Texte à lire

____

Certaines entreprises de la propreté ont vu leur chiffre d'affaires brutalement s'effondrer, d’autres sont sursollicitées. C'est tout le paradoxe de cette filière qui emploie plus de 44 000 salariés dans la Région Sud — Photo : DR

Les soignants bien sûr, mais aussi les caissières, les éboueurs, les livreurs… En première ligne de la crise due au Covid-19, il y avait aussi les agents de la propreté grâce auxquels beaucoup d’autres Français ont pu travailler. Une présence discrète. Question d’habitude pour ces invisibles à qui il est toujours demandé d’intervenir tôt le matin ou tard le soir, avant ou après tout le monde. « On a beaucoup parlé de la caissière de supermarché qui était remarquable parce qu’elle poursuivait son travail. C’est vrai et c’est tant mieux », a souligné Philippe Jouanny, président de la Fédération des entreprises de propreté et services associés (FEP), réunie en assemblée générale à Nice fin septembre. « Mais on a oublié que pour que cette caissière puisse exercer, il fallait que des agents de propreté, dans des horaires extrêmement décalés, interviennent au préalable. Nos salariés ont été totalement oubliés. »

Dans la bouche du président de la Fédération, cet oubli se traduit surtout par le manque d’un dispositif d’aide qui serait tout entier dédié à ce secteur d’activité, impacté de manière très disparate selon les marchés et les territoires. En France, la propreté regroupe, selon la FEP, 15 277 entreprises pour un chiffre d’affaires de 16 milliards d’euros et 540 000 emplois. En région Sud, il s’agit de 1 981 établissements (soit 12,4 % du nombre total) et 44 160 salariés (voir graphique). Des emplois aujourd’hui menacés - « des dizaines de milliers dans toute la France », selon Philippe Jouanny - car trop soumis à des secteurs sinistrés, à l’image du transport aérien, de l’événementiel, de l’hôtellerie ou des loisirs.

Victimes collatérales du tourisme

C’est le cas de Ser-Hôtel à Antibes, dans les Alpes-Maritimes, dont le modèle est exclusivement tourné vers l’hôtellerie, moyen et haut de gamme. Si l’entreprise n’entre pas de fait dans la catégorie tourisme, elle en est dépendante à 100 %. « Nous avons 25 clients entre Nice et Toulon, soit entre 50 et 220 chambres. Les hôtels nous confient l’entière prestation de nettoyage, ils ne se soucient plus de rien : du nombre de chambres par jour, jusqu’au suivi et au contrôle qualité », explique son directeur, Julien Adam. Autant dire que le confinement et la suspension des voyages et activités touristiques et événementielles sont arrivés violemment. « Tout cela a été très brutal. Tous nos clients ont fermé entre le jeudi 12 mars et le mardi 17 mars. Je suis resté bouche bée. Nous employons 60 personnes en CDI et jusqu’à 300 sur une saison normale. Là, nous avons dû passer 100 % de notre personnel en activité partielle. »

____

Consigne A
Traduisez en anglais la phrase suivante, tirée de l'article sur les entreprises de propreté : « Tous nos clients ont fermé entre le jeudi 12 mars et le mardi 17 mars. »
Consigne B
Recopiez l'article sur les entreprises de propreté de « Dans la bouche » à « ou des loisirs. ».

____

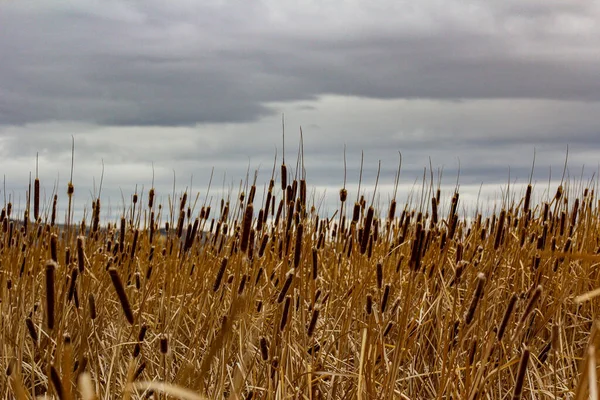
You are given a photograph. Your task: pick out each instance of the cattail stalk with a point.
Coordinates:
(50, 298)
(116, 280)
(518, 391)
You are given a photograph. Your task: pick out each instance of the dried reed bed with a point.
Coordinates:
(265, 298)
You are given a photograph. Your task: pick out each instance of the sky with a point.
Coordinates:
(158, 89)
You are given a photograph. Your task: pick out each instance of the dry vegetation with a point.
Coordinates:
(260, 297)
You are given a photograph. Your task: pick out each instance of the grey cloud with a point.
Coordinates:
(140, 63)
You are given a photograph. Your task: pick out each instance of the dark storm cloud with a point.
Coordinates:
(182, 63)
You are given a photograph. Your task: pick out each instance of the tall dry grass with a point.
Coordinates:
(265, 298)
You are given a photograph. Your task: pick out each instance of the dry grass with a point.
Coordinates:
(286, 303)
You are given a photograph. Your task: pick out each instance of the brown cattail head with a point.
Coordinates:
(527, 200)
(283, 177)
(118, 285)
(36, 199)
(50, 294)
(53, 247)
(286, 285)
(220, 274)
(164, 344)
(284, 315)
(379, 275)
(369, 304)
(80, 254)
(298, 248)
(264, 348)
(92, 304)
(313, 321)
(385, 297)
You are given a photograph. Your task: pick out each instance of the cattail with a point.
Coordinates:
(164, 344)
(385, 297)
(116, 280)
(247, 224)
(476, 297)
(80, 254)
(434, 216)
(367, 230)
(288, 282)
(315, 269)
(53, 247)
(220, 274)
(242, 284)
(379, 275)
(92, 305)
(527, 200)
(356, 212)
(264, 349)
(500, 229)
(50, 278)
(151, 198)
(574, 214)
(506, 317)
(36, 199)
(31, 329)
(122, 235)
(298, 248)
(343, 195)
(283, 177)
(518, 391)
(141, 336)
(56, 382)
(284, 315)
(369, 304)
(313, 321)
(140, 369)
(72, 287)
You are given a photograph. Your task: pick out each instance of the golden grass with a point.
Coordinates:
(287, 303)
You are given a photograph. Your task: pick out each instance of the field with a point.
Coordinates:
(259, 296)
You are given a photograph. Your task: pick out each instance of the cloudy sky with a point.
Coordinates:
(164, 87)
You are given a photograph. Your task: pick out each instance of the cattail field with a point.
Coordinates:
(263, 295)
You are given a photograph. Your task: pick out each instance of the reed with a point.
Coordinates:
(299, 301)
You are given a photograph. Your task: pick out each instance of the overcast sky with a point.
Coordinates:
(189, 85)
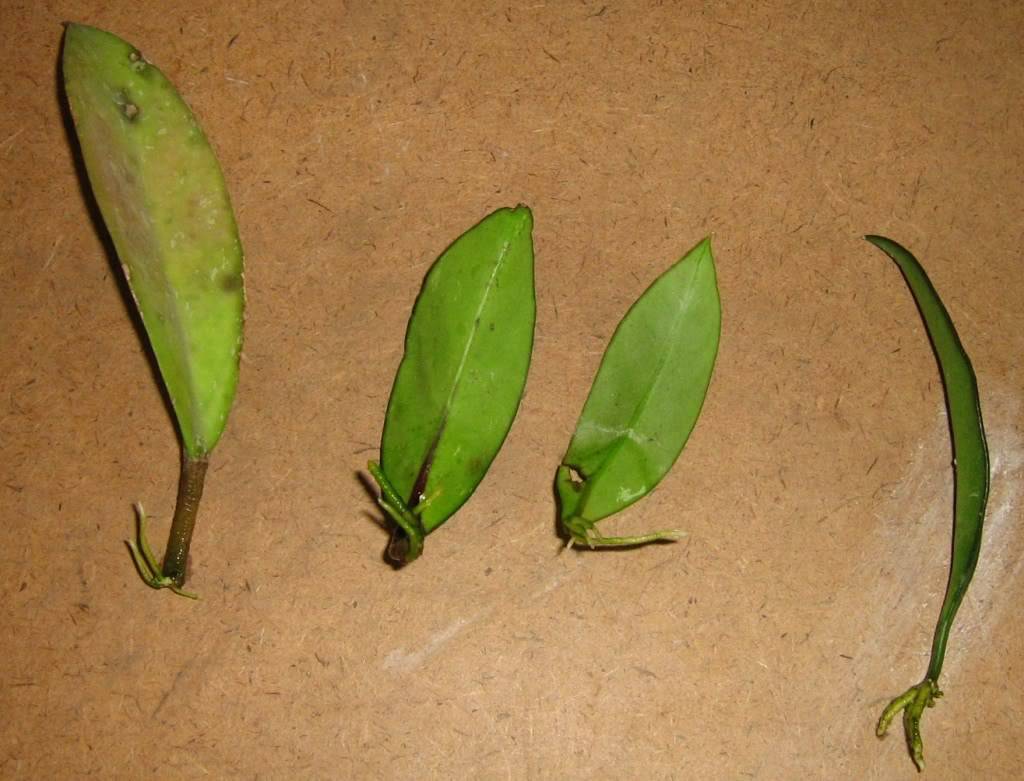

____

Corrigé A
All our clients closed between Thursday, March 12 and Tuesday, March 17.

Corrigé B
Dans la bouche du président de la Fédération, cet oubli se traduit surtout par le manque d’un dispositif d’aide qui serait tout entier dédié à ce secteur d’activité, impacté de manière très disparate selon les marchés et les territoires. En France, la propreté regroupe, selon la FEP, 15 277 entreprises pour un chiffre d’affaires de 16 milliards d’euros et 540 000 emplois. En région Sud, il s’agit de 1 981 établissements (soit 12,4 % du nombre total) et 44 160 salariés (voir graphique). Des emplois aujourd’hui menacés - « des dizaines de milliers dans toute la France », selon Philippe Jouanny - car trop soumis à des secteurs sinistrés, à l’image du transport aérien, de l’événementiel, de l’hôtellerie ou des loisirs.